--- Work to complete ---
Repeat exactly the lines from the one containing "[locate] utility pole" through the last line of the records below, both included, and nothing else.

--- Material ---
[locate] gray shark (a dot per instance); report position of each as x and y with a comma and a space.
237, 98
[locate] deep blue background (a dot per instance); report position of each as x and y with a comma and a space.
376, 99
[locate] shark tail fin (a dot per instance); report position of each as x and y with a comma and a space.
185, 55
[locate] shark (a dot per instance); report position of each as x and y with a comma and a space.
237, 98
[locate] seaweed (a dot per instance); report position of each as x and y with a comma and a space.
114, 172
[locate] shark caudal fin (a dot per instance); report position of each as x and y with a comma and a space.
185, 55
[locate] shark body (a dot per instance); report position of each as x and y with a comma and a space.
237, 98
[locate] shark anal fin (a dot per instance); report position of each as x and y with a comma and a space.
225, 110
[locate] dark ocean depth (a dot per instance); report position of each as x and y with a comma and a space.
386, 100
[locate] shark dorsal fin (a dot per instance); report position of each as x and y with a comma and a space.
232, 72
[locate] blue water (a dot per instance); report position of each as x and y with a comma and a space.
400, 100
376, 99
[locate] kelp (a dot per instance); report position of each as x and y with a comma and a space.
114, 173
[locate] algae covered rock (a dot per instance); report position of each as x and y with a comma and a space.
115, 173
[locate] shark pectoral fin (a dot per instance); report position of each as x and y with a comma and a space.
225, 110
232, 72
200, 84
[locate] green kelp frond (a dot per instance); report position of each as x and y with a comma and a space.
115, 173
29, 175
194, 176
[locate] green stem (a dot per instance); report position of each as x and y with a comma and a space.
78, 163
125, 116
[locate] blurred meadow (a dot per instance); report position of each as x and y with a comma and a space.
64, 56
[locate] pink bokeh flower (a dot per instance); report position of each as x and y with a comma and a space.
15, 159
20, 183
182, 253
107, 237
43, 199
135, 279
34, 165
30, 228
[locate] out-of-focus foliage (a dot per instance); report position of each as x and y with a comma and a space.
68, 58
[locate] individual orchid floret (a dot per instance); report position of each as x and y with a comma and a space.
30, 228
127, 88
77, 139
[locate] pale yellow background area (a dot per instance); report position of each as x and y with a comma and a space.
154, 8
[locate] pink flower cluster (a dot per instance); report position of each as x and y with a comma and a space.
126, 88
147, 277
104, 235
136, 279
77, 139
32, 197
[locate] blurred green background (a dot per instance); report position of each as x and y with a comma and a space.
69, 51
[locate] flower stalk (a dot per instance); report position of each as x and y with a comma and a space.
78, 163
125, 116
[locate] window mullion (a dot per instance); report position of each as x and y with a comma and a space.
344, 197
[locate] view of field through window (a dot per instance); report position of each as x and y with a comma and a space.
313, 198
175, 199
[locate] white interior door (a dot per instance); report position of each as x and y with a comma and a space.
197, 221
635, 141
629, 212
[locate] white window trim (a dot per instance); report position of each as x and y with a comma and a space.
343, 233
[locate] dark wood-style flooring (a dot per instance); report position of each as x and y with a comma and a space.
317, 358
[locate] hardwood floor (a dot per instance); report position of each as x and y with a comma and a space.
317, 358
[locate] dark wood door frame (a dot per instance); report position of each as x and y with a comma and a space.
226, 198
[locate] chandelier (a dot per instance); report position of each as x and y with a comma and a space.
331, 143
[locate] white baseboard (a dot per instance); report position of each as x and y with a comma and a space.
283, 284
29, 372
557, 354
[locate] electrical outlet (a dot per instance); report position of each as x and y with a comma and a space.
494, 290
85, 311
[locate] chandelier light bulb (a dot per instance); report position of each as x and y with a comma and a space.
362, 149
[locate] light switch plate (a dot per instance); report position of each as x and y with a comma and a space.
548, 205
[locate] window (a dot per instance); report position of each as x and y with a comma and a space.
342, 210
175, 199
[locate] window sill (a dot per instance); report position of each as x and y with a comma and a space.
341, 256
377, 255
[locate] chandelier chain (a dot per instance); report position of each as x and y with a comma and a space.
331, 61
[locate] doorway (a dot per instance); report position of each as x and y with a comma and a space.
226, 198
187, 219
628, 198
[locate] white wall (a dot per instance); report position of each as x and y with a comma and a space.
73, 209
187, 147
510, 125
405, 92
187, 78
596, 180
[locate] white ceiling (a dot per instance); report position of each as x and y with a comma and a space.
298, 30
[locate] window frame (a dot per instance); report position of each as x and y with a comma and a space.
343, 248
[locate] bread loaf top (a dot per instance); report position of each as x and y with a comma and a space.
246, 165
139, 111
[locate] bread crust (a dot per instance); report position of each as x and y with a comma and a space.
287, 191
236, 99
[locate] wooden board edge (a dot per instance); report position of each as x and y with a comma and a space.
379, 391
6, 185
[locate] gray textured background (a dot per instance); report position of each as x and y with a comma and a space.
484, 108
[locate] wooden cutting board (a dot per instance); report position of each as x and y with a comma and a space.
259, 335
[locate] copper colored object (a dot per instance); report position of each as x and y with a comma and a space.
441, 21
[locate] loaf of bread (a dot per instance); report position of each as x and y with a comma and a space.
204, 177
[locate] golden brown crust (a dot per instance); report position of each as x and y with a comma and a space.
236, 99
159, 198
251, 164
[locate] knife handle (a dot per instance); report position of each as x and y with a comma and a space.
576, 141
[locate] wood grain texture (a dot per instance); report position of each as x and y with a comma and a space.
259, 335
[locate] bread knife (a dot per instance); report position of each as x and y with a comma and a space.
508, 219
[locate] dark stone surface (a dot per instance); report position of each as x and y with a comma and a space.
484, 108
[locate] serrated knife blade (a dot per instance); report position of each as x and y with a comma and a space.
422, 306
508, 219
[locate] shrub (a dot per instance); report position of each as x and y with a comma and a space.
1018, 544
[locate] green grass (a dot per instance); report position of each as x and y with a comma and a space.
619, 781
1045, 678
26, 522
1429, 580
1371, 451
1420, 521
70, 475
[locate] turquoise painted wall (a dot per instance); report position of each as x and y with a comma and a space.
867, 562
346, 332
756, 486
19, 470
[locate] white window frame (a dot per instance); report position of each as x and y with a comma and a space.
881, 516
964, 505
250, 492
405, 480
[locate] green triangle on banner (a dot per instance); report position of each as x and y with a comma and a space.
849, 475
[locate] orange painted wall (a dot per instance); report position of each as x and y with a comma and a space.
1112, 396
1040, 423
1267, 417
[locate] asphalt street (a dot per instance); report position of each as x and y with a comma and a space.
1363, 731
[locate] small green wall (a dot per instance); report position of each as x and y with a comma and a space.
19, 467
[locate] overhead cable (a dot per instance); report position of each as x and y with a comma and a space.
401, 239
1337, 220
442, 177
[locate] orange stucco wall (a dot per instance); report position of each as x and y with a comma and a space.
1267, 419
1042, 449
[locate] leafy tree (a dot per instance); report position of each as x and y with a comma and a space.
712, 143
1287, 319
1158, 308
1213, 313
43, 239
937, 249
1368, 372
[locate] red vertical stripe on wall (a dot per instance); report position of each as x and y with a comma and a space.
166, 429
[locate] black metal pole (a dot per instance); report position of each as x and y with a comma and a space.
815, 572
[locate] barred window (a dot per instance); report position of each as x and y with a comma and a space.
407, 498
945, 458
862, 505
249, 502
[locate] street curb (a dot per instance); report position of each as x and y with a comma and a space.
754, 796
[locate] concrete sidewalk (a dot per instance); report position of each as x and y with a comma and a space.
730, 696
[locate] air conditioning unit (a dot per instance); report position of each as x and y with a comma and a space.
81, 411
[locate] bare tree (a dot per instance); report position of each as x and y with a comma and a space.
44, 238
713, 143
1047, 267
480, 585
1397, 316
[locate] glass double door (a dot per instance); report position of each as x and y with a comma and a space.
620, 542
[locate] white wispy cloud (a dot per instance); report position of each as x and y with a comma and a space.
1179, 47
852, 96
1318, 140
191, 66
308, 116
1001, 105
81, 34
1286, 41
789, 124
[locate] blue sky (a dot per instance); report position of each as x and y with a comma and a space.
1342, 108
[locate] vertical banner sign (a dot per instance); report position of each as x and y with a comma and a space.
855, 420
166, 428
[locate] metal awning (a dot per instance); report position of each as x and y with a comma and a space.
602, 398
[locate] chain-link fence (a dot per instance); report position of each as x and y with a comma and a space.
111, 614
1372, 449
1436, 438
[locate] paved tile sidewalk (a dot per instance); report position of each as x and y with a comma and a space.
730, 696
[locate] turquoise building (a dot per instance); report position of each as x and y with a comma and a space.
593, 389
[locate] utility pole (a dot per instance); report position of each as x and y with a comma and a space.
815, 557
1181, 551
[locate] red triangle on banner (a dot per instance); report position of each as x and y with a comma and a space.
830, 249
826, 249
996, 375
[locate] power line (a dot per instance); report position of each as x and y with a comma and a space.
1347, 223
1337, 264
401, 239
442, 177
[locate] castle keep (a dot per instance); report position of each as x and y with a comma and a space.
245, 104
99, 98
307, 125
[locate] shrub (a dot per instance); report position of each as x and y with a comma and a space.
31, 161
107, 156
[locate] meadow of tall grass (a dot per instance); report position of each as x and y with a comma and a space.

--- Answer to this exercise ---
[locate] utility pole (a dot per instance); report position of each as x and y with a comma and a space.
815, 557
1181, 551
[locate] red triangle on banner (a dot per instance); report position of each as x and y with a comma and a space.
830, 249
826, 249
996, 375
[locate] power line (a dot per instance); report position of each as x and y with a comma and a space.
1347, 223
1337, 264
401, 239
442, 177
[locate] castle keep (a dot per instance); report position of each as x and y with a comma and a space.
245, 104
99, 98
307, 125
[locate] shrub (a dot per instance); report position of each as x and y with a comma and a space.
31, 161
107, 156
[locate] meadow of tall grass (a dot per instance); report position of each as x and y with a comma and a space.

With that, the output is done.